PAGE TEXT:
>>>

Conni told me about the fights she and Ken had as they were dividing their possessions. She said that Ken sold their two-seat Shelby Cobra for a song before the divorce was settled, and then bought it back as soon as the papers were signed. She said Ken’s divorce lawyer collected a diamond pendant right off her neck, a piece of jewelry Ken had given her to mark his win in the ’64 Open. Conni said Ken curried favor with the judge presiding over the case by giving him golf lessons. For years, Ken told people that he had been awarded full custody of their two sons, Matt and Tim. That was not true, Conni said. What was true, she said, was that the older son, Matt, chose to live with his father. The divorce tore the family apart. Conni spent her life trying to recover from it.
In our first conversation, I was struck by Conni’s nasally, husky, distinctive voice, oddly similar to Carol Channing’s. It so happens that in that first phone interview, I asked Conni about the night, shortly after Ken’s U.S. Open win, when she and Ken went to see Hello, Dolly! on Broadway. In his telling, Carol Channing changed the famous lyric of its most famous number to “Hello, Kenny. Well hello, Kenny! It’s so nice to have you back where you belong.”
“Do you know how many times I heard him tell that story?” Conni said. “No, that never happened.” There was no defiance in her voice. It was sad, if anything. “I remember it was sort of a scramble to get tickets, and we got them at the very last minute. I don’t believe we were sitting anywhere near the stage, and I don’t even know how Carol Channing could have known we were there. She never sang those words. But a lot of things Ken claimed never happened. He believed them, but they never happened.”
Conni remembered the SI story I wrote about Ken in 1997. She especially remembered the scene in which Ken shows me the tape of his ’64 U.S. Open win.
On the tape Venturi sinks his winning putt. With his hands and nose pointed up, he mouths the words “My God, I have won the Open.” He turns the tape off hastily.
“Don’t they show the trophy presentation?” a visitor asks.

<<<

WORK INSTRUCTIONS:
In the text about Conni and Ken, which of their sons chose to live with his father? Rely only on the text above to answer.

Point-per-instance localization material
>>>

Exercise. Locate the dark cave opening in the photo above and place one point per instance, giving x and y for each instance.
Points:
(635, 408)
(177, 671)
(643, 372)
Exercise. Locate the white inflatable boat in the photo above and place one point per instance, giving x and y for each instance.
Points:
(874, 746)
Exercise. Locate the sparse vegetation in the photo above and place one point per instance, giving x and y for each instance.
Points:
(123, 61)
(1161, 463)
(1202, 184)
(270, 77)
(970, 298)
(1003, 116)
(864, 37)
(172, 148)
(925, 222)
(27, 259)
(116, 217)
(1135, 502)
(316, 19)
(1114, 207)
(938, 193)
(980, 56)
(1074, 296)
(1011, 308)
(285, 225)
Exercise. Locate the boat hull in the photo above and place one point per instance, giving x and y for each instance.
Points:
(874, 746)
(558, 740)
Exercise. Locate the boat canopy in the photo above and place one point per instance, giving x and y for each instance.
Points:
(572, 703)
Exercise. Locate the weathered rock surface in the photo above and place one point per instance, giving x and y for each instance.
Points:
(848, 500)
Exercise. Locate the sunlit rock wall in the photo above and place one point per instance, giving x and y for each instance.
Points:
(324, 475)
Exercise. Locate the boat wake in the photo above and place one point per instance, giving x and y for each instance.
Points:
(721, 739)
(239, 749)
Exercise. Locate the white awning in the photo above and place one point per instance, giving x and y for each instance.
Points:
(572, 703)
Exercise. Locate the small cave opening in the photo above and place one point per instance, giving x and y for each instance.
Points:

<<<

YOUR RESPONSE:
The older son, Matt.